Source data start

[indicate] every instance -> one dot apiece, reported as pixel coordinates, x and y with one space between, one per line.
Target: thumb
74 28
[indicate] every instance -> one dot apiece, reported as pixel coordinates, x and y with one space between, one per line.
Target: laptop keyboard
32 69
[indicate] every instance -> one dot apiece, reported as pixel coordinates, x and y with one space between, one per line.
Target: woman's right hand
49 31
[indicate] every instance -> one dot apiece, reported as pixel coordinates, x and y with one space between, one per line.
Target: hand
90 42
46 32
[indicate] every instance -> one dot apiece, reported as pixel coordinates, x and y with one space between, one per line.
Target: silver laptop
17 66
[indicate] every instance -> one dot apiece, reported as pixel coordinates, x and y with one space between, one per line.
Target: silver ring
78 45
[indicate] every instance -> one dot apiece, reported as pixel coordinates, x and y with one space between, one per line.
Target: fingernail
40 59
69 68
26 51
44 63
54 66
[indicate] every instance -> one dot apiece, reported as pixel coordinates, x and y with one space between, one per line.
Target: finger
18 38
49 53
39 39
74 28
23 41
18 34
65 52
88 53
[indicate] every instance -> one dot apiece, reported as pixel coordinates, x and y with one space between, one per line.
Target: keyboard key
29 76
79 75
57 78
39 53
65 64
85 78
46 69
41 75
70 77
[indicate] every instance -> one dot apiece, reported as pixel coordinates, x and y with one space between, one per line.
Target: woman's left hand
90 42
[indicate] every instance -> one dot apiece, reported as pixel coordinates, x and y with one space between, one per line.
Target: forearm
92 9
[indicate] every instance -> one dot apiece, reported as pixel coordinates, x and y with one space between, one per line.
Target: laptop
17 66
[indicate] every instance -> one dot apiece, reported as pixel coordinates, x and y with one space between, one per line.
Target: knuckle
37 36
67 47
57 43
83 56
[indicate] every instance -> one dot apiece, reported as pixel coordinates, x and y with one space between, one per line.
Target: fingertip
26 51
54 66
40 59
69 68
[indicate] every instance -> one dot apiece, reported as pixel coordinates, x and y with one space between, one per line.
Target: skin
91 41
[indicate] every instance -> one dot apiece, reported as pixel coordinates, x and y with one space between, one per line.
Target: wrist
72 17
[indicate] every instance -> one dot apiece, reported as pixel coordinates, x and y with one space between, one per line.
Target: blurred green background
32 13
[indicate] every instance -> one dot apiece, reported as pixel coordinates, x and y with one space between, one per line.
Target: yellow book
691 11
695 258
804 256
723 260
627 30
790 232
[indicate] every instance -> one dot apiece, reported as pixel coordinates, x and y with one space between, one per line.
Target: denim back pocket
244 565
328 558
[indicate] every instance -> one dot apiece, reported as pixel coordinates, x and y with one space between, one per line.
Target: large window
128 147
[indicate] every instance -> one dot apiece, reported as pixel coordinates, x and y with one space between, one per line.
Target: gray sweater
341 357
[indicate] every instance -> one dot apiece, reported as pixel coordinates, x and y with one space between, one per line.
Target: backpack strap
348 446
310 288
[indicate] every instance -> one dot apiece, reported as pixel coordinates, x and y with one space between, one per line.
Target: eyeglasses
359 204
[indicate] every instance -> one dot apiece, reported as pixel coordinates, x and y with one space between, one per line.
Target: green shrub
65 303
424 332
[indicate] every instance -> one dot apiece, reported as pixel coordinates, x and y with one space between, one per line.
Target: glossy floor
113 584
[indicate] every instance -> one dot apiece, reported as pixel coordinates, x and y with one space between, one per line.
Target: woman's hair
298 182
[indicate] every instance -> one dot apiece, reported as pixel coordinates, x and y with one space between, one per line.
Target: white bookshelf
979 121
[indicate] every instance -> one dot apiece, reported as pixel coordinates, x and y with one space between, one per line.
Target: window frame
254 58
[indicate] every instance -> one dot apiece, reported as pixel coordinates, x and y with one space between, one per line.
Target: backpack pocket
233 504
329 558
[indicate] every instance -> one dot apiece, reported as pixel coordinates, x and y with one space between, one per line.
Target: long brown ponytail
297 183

Source data end

#### Work to do
Copy all of the material word for word.

#### Exercise output
[indicate] every instance -> one dot apiece, reported as pixel coordinates, x and y with one space between, one per line.
Target: thumb
74 28
[indicate] every instance -> one dot apiece, reported as pixel coordinates, x and y with one space between, one per line.
Target: laptop keyboard
32 69
[indicate] every instance -> one dot apiece, reported as pixel coordinates, x and y with one space between, one per line.
Target: woman's right hand
49 31
[indicate] every instance -> one dot apiece, reported as pixel coordinates, x and y with one space between, one per line.
Target: hand
90 42
46 32
[indicate] every instance -> one dot apiece, reported as pixel coordinates, x and y with one space between, one per line.
Target: silver laptop
17 66
[indicate] every instance -> one dot apiece, reported as pixel coordinates, x and y with one space between, one per line.
Target: silver ring
78 45
[indicate] every instance -> one dot apiece, reported as pixel coordinates, x and y with one space between, one per line.
Target: fingernail
40 59
69 68
26 51
44 63
54 66
[indicate] every instance -> one dot apiece, reported as pixel coordinates, x and y with one space between, one per line.
Target: finger
18 38
49 53
39 39
74 28
23 41
18 34
65 52
88 53
[indicate] every instance -> one dot apiece, reported as pixel coordinates, x and y with one space between, one per line.
Target: keyboard key
29 76
79 75
57 78
39 53
65 64
85 78
46 69
41 75
70 77
[indicate] every instance -> one dot apiece, reported as pixel coordinates, x and y with one space between, one per line.
Target: woman's left hand
90 42
[indicate] every instance -> one dot apiece, reported as pixel coordinates, x and y with one space between, one per line.
Target: forearm
92 9
[indicate] every instance -> one dot apiece, reported as pixel coordinates, x and y with one space between, one per line.
Target: laptop
17 66
[indicate] every instance -> one dot apiece, reported as pixel coordinates, x and y with one space between, one per line.
Target: knuckle
37 36
67 47
57 43
83 56
[indicate] every instance -> one dot apiece, reported as pixel coordinates, x and y with one space between, one per line.
Target: fingertip
26 51
54 66
40 59
69 68
[indicate] every instance -> one dot apiece, reported as pixel coordinates, x and y with one space between, one per line.
Target: skin
91 41
[indicate] every instance -> one dot apiece, reported as pixel coordinates, x and y with one space between, one per line.
Target: wrist
72 17
[indicate] every instance -> one dot apiece, reported as pixel coordinates, x and y with one space between, one per line.
Target: blurred green background
32 13
[indicate] every instance -> one dot apiece, reported as pixel coordinates, x and y with one space between, one per line.
Target: yellow book
691 11
695 258
804 256
723 260
627 30
790 232
[indicate] every instance -> one dot apiece, reported as pixel coordinates, x and y with one space between, one per line.
Target: denim back pocket
244 565
328 558
[indicate] every instance -> one dot apiece, reported as pixel coordinates, x and y with one space between, one per line.
Target: large window
128 147
[indicate] every instance -> one dot apiece, reported as pixel coordinates, x and y with one space between, one per line.
Target: gray sweater
341 357
[indicate] every instance -> one dot apiece, reported as pixel coordinates, x and y with one space between, one per line.
Target: backpack strap
348 446
310 288
[indicate] every instance -> one dot apiece, reported as pixel coordinates, x and y with one space between, one per line.
Target: eyeglasses
359 204
[indicate] every instance -> one dot apiece, reported as pixel coordinates, x and y with one space between, one per line.
Target: green shrub
65 303
424 332
[indicate] every instance -> one dot apiece, reported as pixel coordinates, x and y with one space between, one per line.
Target: glossy floor
113 584
[indicate] every instance -> one dot apiece, reported as pixel coordinates, x and y with one space between, one per line.
Target: woman's hair
298 182
[indicate] every instance -> one dot apiece, reported as pixel coordinates, x and y with one space between, one per line.
Target: white bookshelf
979 121
[indicate] every instance -> one dot apiece, reported as pixel coordinates, x and y with one space between, one per line.
Target: window frame
254 58
[indicate] every instance -> one dot apiece, reported as pixel coordinates, x and y with one space between, one per line.
Target: backpack pocket
233 504
329 558
[indicate] every instance -> one dot apiece, reported as pixel coordinates, x and y with one space between, one per line.
Target: long brown ponytail
297 183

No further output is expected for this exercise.